**GIVEN TASK 1:**
From the Baghdad trip account, copy the stretch from "I flew into" through "apart like hyenas." word for word.
**GIVEN TASK 2:**
In the Baghdad trip account, list each thing the writer says they came to Baghdad to do.
***** EXTRACTED TEXT *****
I flew into Baghdad over the 10th anniversary of the invasion. The international headlines were filled with 10-year roundups on the war and its destruction. But I wasn't coming to tell the tired story of needless death, or give airtime to the small band of extremists tearing what's left of the country apart like hyenas.
I came to elevate the voices of brave young change-makers working to heal their country against all odds, to listen to their stories, and to work with them to make a music video for global unity rising from the youth of our generation's biggest war.
If I came with impossibly high goals, what I experienced was beyond my, or anyone's, dreams. The trip was organized in less than a month. Three weeks of outreach, and I was working with members of the Iraqi National Symphony Orchestra, Youth Orchestra, Iraqi Film Center, TEDx Baghdad, Iraqi Culture Day,World Peace Day, I CARE, Tawasin Cultural Society, Sada, and more.
I can't say I wasn't scared. The monthly death toll was its highest in 5 years, and my Arabic minimal. In Baghdad, it's said three in ten taxi drivers deliver unaccompanied foreigners to kidnappers.
***** RAW RECORDS *****
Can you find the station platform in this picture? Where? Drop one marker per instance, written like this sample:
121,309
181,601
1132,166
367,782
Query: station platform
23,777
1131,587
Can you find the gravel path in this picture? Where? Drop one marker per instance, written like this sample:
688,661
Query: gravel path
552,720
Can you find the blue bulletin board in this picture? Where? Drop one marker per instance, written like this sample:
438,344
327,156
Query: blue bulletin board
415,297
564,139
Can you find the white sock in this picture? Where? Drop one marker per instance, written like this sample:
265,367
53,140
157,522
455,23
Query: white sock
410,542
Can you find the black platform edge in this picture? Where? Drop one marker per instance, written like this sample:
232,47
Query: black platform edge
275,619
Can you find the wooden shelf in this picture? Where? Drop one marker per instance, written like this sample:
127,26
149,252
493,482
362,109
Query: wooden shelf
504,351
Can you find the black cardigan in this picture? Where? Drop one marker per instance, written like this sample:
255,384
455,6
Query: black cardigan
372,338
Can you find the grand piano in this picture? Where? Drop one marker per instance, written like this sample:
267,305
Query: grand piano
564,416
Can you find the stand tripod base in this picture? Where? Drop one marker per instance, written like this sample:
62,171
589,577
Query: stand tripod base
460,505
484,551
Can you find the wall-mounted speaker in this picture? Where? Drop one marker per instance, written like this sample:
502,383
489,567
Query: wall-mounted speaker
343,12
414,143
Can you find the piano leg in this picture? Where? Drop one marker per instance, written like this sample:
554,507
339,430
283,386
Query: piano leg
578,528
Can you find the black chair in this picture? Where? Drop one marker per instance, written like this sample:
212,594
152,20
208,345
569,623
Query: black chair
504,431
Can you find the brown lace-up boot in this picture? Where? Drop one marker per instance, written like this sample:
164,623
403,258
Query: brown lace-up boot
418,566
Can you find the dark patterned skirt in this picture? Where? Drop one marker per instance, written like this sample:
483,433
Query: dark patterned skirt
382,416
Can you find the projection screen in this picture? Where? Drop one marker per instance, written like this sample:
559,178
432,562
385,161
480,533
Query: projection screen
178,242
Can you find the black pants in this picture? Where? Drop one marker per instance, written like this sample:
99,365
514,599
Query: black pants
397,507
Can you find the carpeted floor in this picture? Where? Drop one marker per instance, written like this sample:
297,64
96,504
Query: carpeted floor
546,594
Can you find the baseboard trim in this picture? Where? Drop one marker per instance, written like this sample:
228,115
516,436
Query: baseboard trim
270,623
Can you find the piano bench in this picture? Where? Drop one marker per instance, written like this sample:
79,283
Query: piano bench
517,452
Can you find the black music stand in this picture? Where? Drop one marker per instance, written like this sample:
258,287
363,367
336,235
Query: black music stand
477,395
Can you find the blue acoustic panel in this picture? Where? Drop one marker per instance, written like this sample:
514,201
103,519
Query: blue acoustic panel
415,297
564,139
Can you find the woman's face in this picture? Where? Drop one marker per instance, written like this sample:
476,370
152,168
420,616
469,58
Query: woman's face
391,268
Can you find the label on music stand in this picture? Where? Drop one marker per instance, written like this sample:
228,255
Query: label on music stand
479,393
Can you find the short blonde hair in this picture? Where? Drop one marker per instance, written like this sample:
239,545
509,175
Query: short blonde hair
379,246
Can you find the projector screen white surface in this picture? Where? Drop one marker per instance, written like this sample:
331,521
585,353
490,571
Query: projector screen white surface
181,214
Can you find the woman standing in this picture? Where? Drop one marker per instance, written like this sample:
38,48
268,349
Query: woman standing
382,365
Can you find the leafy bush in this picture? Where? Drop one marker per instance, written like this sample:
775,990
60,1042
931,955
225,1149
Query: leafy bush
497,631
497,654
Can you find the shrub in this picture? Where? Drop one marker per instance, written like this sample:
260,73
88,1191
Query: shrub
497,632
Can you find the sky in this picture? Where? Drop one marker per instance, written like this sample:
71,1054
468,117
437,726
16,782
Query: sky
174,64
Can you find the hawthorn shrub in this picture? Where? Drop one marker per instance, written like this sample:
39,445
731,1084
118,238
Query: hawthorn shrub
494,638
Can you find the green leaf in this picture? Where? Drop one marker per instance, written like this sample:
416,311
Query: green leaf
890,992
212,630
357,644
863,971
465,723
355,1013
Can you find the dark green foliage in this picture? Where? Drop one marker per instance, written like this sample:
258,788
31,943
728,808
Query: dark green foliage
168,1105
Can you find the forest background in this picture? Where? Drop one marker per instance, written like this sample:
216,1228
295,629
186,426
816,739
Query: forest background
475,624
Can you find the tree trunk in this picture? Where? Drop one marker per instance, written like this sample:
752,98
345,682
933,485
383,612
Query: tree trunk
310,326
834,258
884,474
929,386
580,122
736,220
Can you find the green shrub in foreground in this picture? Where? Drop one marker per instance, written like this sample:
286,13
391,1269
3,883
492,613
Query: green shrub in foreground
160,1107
*****
**WRITTEN SOLUTION 1:**
I flew into Baghdad over the 10th anniversary of the invasion. The international headlines were filled with 10-year roundups on the war and its destruction. But I wasn't coming to tell the tired story of needless death, or give airtime to the small band of extremists tearing what's left of the country apart like hyenas.

**WRITTEN SOLUTION 2:**
- Elevate the voices of brave young change-makers working to heal their country against all odds
- Listen to their stories
- Work with them to make a music video for global unity rising from the youth of our generation's biggest war